Problem A> Please copy the stretch from "She worked herself" through "him for support." in the excerpt about G and his seizures.
Problem B> Write what follows the last sentence of the account of G and his seizures.

Excerpt provided>
-----

She worked herself out of her chair and began to confront her son. I had worked myself into hyperventilation and severe stomach cramps. Without much warning, I collapsed, and his poor, sick mother tried her best to hold me up when she herself should have been in her wheelchair. G, again, was not concerned about either of us and stormed out of the house. I could never win with him, and no matter how much wrong he had done, his mother would never completely side against her son. How could she? What’s more, his mother needed G more than I did. He was the only breadwinner in the family and everyone depended on him for support.
G suffered another seizure once we returned to Arizona. He had stopped taking the Tegretol that had been prescribed by his doctor to help control his seizures. He said that taking the medicine made him feel like less of a man. During the first week of January 1998, his seizures returned. I was nine months pregnant at the time. G had been in the hallway bathroom, and while he was sitting on the toilet, the seizure hit. I heard him falling off the toilet and shaking against the tub. I jumped out of bed and ran to his side. His eyes were rolled back in his head and his tongue was hanging out and locked between his teeth. I quickly called 911, grabbed his Tegretol bottle, called his mother, and unlocked the front door. I then ran back to wipe his ass, flush the toilet, and pull up his boxers so he would not be embarrassed when the ambulance arrived. Once they had him on a gurney, I got dressed and grabbed a set of clean clothes for him to wear when he left the hospital to return home. All of this was done in a matter of minutes. No matter the abuse and the trauma I suffered on his watch, I still took care of him.

-----

Supplied information>
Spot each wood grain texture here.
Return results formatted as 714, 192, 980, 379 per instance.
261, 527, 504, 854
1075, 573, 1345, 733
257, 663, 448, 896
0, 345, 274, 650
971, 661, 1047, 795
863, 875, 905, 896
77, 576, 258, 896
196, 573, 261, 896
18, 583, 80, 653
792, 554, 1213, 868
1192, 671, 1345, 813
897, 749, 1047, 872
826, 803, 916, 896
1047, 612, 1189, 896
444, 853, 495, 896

-----

Expected answer A>
She worked herself out of her chair and began to confront her son. I had worked myself into hyperventilation and severe stomach cramps. Without much warning, I collapsed, and his poor, sick mother tried her best to hold me up when she herself should have been in her wheelchair. G, again, was not concerned about either of us and stormed out of the house. I could never win with him, and no matter how much wrong he had done, his mother would never completely side against her son. How could she? What’s more, his mother needed G more than I did. He was the only breadwinner in the family and everyone depended on him for support.

Expected answer B>
Over the next two weeks, I nursed G back to health. He had a cocktail of medicines which had to be administered every three hours or so. I made sure he took all of them on time, even in the middle of the night. I would set my alarm clock to wake me up at eleven at night, and at two and five in the morning. I ignored my pregnancy needs at the time to be sure to get him well. I would also rub his neck and shoulders every few hours, for they had been severely injured during his seizure. Soon G fully recovered, and within days of his recovery, we were back in the hospital to welcome our baby boy.
On January 17, 1998, I went into labor. On that day, I stayed home and counted my contractions. By the next morning, the pain was unbelievable, so we checked into the Thunderbird Samaritan Hospital. G stayed with me every second. He supported me fully and was the charming and loving man I knew him to be from time to time. I was just nineteen years old, and for the next twenty-four hours, I continued to be overwhelmed with pain, until finally, fifty-one hours into my labor, my son was born. After almost three full days and the legal limit of five epidurals, I was exhausted. G seemed to be excited and jumped around the room taking pictures. I couldn’t physically feel the moment that my son was born, but as I pushed, I focused on G’s face as he winked at me to check to see if I was all right. I winked back as a signal that everything was just fine. Indeed, the most amazing thing was happening to me. As my son was being delivered from my body, the love I thought I felt for G automatically transferred to the new man in my life. And from that moment at 12:11 on the afternoon of January 19, 1998, I no longer loved Kool G Rap.